Given text »

┄┄┄┄┄┄┄┄┄┄┄┄┄┄┄┄┄┄┄┄

Transparent overlapping histograms in R

July 20th, 2010

Today I wanted to compare the histograms from two data sets, but it’s hard to see the differences when the plots overlap. Here’s an example of the problem:

a = rnorm(10000,5)
b = rnorm(10000,3)
hist(a,xlim=c(0,10))
hist(b,col="gray20",add=T)

Output:
normal histograms

I want to know what’s going on behind all that solid grey!

So I coded up a little function to add pseudo-transparency to pairs of histograms:

plotOverlappingHist <- function(a, b, colors=c("white","gray20","gray50"),
                                breaks=NULL, xlim=NULL, ylim=NULL){

  ahist=NULL
  bhist=NULL
  
  if(!(is.null(breaks))){
    ahist=hist(a,breaks=breaks,plot=F)
    bhist=hist(b,breaks=breaks,plot=F)
  } else {
    ahist=hist(a,plot=F)
    bhist=hist(b,plot=F)

    dist = ahist$breaks[2]-ahist$breaks[1]
    breaks = seq(min(ahist$breaks,bhist$breaks),max(ahist$breaks,bhist$breaks),dist)

    ahist=hist(a,breaks=breaks,plot=F)
    bhist=hist(b,breaks=breaks,plot=F)
  }

  if(is.null(xlim)){
    xlim = c(min(ahist$breaks,bhist$breaks),max(ahist$breaks,bhist$breaks))   
  }

  if(is.null(ylim)){
    ylim = c(0,max(ahist$counts,bhist$counts))   
  }

  overlap = ahist
  for(i in 1:length(overlap$counts)){  
    if(ahist$counts[i] > 0 & bhist$counts[i] > 0){
      overlap$counts[i] = min(ahist$counts[i],bhist$counts[i])
    } else {
      overlap$counts[i] = 0
    }
  }

  plot(ahist, xlim=xlim, ylim=ylim, col=colors[1])
  plot(bhist, xlim=xlim, ylim=ylim, col=colors[2], add=T)
  plot(overlap, xlim=xlim, ylim=ylim, col=colors[3], add=T)

┄┄┄┄┄┄┄┄┄┄┄┄┄┄┄┄┄┄┄┄

Exercise instructions »
Retype the post on transparent overlapping histograms in R above in full, with every line, symbol, and space of the code unchanged.

Raw data »
┄┄┄┄┄┄┄┄┄┄┄┄┄┄┄┄┄┄┄┄

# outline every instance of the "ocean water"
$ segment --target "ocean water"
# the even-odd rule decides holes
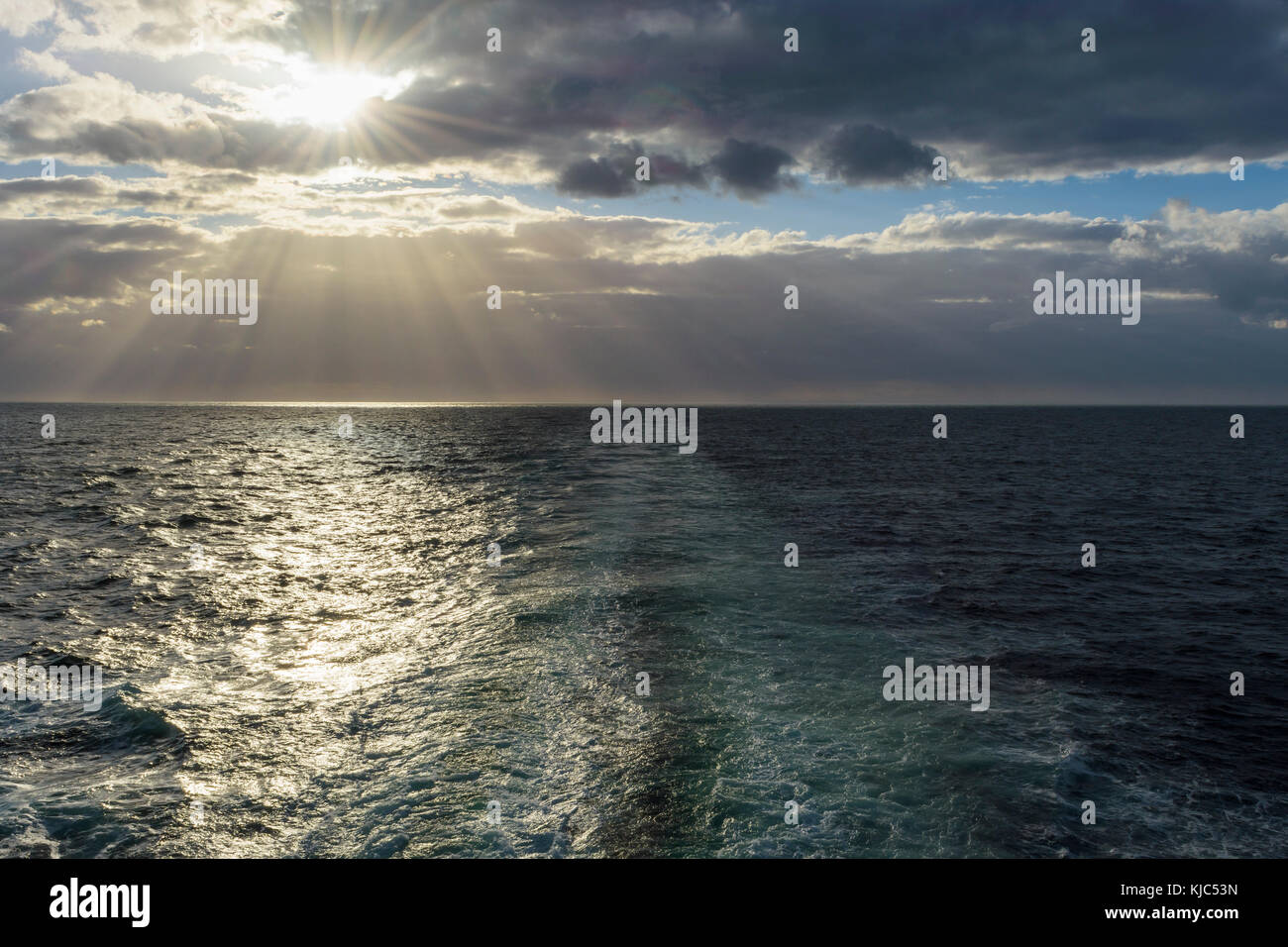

┄┄┄┄┄┄┄┄┄┄┄┄┄┄┄┄┄┄┄┄

Written response »
Transparent overlapping histograms in R

July 20th, 2010

Today I wanted to compare the histograms from two data sets, but it’s hard to see the differences when the plots overlap. Here’s an example of the problem:

a = rnorm(10000,5)
b = rnorm(10000,3)
hist(a,xlim=c(0,10))
hist(b,col="gray20",add=T)

Output:
normal histograms

I want to know what’s going on behind all that solid grey!

So I coded up a little function to add pseudo-transparency to pairs of histograms:

plotOverlappingHist <- function(a, b, colors=c("white","gray20","gray50"),
                                breaks=NULL, xlim=NULL, ylim=NULL){

  ahist=NULL
  bhist=NULL
  
  if(!(is.null(breaks))){
    ahist=hist(a,breaks=breaks,plot=F)
    bhist=hist(b,breaks=breaks,plot=F)
  } else {
    ahist=hist(a,plot=F)
    bhist=hist(b,plot=F)

    dist = ahist$breaks[2]-ahist$breaks[1]
    breaks = seq(min(ahist$breaks,bhist$breaks),max(ahist$breaks,bhist$breaks),dist)

    ahist=hist(a,breaks=breaks,plot=F)
    bhist=hist(b,breaks=breaks,plot=F)
  }

  if(is.null(xlim)){
    xlim = c(min(ahist$breaks,bhist$breaks),max(ahist$breaks,bhist$breaks))   
  }

  if(is.null(ylim)){
    ylim = c(0,max(ahist$counts,bhist$counts))   
  }

  overlap = ahist
  for(i in 1:length(overlap$counts)){  
    if(ahist$counts[i] > 0 & bhist$counts[i] > 0){
      overlap$counts[i] = min(ahist$counts[i],bhist$counts[i])
    } else {
      overlap$counts[i] = 0
    }
  }

  plot(ahist, xlim=xlim, ylim=ylim, col=colors[1])
  plot(bhist, xlim=xlim, ylim=ylim, col=colors[2], add=T)
  plot(overlap, xlim=xlim, ylim=ylim, col=colors[3], add=T)